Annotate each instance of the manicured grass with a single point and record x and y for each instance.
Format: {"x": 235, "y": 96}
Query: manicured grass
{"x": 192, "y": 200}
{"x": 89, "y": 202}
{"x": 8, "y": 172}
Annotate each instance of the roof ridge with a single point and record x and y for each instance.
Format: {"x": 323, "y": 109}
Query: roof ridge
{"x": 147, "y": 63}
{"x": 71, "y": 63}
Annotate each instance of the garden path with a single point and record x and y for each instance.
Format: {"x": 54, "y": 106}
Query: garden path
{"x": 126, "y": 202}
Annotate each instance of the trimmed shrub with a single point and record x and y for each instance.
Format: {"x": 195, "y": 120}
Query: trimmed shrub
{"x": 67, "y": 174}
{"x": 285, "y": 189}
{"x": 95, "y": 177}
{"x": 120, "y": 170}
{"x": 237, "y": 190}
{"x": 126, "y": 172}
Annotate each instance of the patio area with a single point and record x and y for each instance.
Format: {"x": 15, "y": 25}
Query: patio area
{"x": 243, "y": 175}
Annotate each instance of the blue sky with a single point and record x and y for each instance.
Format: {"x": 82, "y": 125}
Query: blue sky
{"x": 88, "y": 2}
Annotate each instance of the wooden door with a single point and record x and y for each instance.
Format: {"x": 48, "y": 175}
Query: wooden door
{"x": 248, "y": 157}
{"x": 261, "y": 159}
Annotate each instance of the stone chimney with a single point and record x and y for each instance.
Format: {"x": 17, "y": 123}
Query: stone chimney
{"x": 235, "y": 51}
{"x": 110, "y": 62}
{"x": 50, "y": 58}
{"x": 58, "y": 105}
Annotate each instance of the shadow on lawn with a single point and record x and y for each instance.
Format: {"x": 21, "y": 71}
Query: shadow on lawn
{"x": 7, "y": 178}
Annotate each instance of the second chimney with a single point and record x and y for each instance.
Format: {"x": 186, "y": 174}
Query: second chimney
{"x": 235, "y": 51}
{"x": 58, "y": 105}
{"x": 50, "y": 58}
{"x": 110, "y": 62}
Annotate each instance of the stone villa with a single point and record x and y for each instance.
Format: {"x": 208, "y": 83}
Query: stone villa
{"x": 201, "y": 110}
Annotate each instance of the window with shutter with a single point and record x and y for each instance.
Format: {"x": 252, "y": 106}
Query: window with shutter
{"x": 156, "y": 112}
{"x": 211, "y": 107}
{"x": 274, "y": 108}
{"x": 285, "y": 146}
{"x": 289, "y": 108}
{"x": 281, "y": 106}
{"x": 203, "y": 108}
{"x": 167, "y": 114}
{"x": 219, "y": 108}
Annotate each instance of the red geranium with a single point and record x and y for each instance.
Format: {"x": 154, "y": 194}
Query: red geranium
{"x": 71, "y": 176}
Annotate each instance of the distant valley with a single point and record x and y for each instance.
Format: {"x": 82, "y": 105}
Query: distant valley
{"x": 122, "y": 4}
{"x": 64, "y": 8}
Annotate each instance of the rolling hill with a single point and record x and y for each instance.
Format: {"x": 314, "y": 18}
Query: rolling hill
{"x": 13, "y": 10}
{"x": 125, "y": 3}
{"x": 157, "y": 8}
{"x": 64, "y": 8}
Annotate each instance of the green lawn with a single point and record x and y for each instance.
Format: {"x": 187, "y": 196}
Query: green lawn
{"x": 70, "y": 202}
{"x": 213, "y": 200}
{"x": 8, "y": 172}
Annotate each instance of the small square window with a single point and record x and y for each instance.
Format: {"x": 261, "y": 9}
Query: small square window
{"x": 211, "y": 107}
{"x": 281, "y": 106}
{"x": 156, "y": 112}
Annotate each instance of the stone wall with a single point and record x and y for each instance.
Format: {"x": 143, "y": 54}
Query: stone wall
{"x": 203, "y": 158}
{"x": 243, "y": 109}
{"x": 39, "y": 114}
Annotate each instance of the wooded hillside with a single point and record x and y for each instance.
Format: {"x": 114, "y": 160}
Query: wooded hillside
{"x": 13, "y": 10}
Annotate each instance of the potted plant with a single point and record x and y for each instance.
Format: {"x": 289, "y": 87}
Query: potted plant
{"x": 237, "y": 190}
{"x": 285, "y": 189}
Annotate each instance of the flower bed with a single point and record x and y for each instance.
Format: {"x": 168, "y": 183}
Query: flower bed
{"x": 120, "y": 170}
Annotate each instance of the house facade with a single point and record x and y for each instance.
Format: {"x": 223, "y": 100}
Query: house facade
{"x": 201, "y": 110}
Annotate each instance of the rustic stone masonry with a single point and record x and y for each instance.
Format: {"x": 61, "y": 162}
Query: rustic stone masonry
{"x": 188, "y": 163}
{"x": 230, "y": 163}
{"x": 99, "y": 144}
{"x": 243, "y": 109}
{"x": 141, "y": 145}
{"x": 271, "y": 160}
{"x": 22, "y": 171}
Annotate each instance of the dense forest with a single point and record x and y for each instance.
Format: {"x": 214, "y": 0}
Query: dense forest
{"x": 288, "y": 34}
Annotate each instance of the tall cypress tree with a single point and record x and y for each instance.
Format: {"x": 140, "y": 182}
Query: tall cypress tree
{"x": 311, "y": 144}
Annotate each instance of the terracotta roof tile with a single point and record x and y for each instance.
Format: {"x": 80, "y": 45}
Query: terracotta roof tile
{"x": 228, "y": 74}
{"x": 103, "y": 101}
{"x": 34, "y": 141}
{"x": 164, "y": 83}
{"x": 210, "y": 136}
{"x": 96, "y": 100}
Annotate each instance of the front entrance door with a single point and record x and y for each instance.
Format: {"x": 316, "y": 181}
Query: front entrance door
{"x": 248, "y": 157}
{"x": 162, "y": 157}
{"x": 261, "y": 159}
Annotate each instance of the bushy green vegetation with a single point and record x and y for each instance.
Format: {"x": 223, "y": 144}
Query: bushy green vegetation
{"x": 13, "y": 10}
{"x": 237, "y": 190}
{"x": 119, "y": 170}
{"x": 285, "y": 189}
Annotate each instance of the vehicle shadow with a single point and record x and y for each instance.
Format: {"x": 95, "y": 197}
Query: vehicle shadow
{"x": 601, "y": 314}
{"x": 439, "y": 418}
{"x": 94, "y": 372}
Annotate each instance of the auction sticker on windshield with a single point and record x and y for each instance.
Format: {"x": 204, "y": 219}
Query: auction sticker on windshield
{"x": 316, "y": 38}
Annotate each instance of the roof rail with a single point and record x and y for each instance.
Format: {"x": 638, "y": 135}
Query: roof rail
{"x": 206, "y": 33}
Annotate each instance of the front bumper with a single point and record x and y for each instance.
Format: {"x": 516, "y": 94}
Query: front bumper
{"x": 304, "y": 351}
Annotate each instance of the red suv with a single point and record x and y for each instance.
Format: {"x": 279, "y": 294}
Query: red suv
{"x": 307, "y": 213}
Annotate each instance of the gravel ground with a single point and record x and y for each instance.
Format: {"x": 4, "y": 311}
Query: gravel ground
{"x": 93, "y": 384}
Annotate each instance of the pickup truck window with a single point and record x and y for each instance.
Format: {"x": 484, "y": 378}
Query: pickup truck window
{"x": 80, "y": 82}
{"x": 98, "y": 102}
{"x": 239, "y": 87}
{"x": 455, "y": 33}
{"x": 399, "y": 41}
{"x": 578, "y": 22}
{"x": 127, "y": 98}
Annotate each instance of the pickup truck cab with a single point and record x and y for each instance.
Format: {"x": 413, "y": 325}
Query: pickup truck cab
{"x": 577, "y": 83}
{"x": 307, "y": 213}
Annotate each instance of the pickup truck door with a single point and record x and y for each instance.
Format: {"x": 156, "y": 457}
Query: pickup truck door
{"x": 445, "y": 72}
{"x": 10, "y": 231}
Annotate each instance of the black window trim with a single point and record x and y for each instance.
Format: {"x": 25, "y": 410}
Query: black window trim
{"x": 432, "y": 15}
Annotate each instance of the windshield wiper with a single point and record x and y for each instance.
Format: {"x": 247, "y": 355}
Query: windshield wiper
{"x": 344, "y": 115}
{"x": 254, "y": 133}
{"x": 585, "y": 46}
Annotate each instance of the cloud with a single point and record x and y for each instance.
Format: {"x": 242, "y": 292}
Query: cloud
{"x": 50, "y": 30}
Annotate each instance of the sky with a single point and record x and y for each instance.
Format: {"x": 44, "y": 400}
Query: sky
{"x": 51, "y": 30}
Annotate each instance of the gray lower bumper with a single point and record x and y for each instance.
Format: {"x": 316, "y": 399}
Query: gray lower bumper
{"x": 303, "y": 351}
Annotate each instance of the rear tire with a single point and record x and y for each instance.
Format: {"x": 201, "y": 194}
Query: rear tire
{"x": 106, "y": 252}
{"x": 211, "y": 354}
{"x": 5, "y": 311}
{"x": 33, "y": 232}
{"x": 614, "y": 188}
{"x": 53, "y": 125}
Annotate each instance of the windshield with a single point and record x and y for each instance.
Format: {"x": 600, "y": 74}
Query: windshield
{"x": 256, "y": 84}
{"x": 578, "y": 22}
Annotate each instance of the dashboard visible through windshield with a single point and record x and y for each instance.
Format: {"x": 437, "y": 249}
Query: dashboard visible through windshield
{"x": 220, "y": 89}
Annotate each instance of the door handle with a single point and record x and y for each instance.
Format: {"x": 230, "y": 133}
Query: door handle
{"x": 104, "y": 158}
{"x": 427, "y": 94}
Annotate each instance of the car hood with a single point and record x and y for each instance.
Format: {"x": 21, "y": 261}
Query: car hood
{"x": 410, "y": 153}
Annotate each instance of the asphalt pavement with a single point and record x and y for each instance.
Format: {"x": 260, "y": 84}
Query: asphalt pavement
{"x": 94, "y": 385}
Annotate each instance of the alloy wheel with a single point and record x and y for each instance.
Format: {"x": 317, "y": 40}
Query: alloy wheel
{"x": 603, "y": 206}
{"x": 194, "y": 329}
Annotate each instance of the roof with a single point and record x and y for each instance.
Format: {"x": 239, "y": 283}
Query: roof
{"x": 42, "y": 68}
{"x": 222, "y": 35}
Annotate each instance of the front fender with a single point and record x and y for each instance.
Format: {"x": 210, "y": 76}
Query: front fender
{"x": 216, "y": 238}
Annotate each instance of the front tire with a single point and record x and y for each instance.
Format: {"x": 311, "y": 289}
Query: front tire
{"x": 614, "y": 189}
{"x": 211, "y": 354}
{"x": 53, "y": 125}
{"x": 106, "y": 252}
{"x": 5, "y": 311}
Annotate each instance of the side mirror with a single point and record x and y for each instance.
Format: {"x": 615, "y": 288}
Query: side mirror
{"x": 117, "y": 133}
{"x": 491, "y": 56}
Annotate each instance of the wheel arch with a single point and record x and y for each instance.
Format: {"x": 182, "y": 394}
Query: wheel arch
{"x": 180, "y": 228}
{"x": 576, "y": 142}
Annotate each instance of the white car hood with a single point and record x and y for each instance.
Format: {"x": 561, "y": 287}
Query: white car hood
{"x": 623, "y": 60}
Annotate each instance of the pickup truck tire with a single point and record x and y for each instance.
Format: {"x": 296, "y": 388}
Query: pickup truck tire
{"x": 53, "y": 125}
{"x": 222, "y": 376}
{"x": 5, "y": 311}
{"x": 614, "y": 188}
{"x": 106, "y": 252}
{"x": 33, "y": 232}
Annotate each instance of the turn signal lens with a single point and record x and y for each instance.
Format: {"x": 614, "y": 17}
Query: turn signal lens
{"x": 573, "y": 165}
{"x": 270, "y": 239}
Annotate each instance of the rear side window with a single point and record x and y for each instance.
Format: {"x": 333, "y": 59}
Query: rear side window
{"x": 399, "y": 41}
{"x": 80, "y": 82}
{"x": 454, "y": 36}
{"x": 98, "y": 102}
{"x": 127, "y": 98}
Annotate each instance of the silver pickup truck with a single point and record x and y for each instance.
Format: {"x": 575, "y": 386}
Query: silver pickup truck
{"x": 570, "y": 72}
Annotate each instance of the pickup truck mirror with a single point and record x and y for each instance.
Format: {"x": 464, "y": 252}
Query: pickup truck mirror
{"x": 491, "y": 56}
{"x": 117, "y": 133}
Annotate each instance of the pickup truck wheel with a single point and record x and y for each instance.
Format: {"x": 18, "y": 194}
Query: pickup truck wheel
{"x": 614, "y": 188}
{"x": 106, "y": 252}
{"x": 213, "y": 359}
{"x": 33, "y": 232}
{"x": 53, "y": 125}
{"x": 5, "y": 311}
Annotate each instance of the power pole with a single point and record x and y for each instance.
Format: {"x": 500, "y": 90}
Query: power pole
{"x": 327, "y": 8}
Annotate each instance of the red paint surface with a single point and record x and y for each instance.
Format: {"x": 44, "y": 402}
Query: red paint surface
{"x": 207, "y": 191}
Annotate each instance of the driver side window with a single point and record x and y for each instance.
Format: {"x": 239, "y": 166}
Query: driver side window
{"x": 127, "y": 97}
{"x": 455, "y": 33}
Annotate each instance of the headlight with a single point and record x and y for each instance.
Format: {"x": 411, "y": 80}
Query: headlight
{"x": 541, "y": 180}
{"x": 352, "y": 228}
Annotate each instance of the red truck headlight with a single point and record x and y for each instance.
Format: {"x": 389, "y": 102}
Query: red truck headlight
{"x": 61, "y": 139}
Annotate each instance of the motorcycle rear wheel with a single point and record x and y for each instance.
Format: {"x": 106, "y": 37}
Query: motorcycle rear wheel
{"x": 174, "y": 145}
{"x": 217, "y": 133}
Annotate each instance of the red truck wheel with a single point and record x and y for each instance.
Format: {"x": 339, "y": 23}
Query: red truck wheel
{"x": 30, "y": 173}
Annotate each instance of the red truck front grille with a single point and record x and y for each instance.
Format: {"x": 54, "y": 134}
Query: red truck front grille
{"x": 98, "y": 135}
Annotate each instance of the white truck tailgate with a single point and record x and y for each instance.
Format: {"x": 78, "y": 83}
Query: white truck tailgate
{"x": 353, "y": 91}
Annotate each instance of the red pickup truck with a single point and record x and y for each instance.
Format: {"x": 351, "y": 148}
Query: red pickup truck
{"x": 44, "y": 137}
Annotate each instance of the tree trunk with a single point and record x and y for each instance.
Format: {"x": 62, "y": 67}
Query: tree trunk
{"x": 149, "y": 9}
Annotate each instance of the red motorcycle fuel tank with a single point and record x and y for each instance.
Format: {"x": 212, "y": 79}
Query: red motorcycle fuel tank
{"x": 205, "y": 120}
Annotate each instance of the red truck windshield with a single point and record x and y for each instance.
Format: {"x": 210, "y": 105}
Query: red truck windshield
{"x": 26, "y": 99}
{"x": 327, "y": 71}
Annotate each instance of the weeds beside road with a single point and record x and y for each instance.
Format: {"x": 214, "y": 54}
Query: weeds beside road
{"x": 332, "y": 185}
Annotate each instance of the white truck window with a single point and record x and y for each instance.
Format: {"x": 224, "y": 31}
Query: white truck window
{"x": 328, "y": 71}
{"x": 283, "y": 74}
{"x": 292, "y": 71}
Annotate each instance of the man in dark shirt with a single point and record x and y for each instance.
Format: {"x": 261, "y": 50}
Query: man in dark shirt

______________________________

WHAT THIS TASK INVOLVES: Return the line that contains "Annotate each instance of the red pickup" and all lines after it, verbatim, and nothing else.

FULL ANSWER:
Annotate each instance of the red pickup truck with a single point and record x and y for each instance.
Format: {"x": 351, "y": 148}
Query: red pickup truck
{"x": 44, "y": 137}
Annotate each instance of the tree trunk with a single point and record x and y for each instance.
Format: {"x": 62, "y": 67}
Query: tree trunk
{"x": 149, "y": 9}
Annotate each instance of the red motorcycle fuel tank with a single point and record x and y for each instance.
Format: {"x": 212, "y": 79}
Query: red motorcycle fuel tank
{"x": 205, "y": 120}
Annotate each instance of the red truck windshield with a single point and record x and y for each instance.
Format: {"x": 210, "y": 105}
Query: red truck windshield
{"x": 26, "y": 99}
{"x": 327, "y": 71}
Annotate each instance of the weeds beside road with a single point and record x and y for each instance.
Format: {"x": 214, "y": 54}
Query: weeds beside road
{"x": 332, "y": 185}
Annotate each instance of the white truck window with a single point and record x and y for each instance.
Format: {"x": 224, "y": 31}
Query: white truck window
{"x": 328, "y": 71}
{"x": 283, "y": 74}
{"x": 292, "y": 71}
Annotate each instance of the man in dark shirt with a single point and record x and y for each instance.
Format: {"x": 261, "y": 50}
Query: man in dark shirt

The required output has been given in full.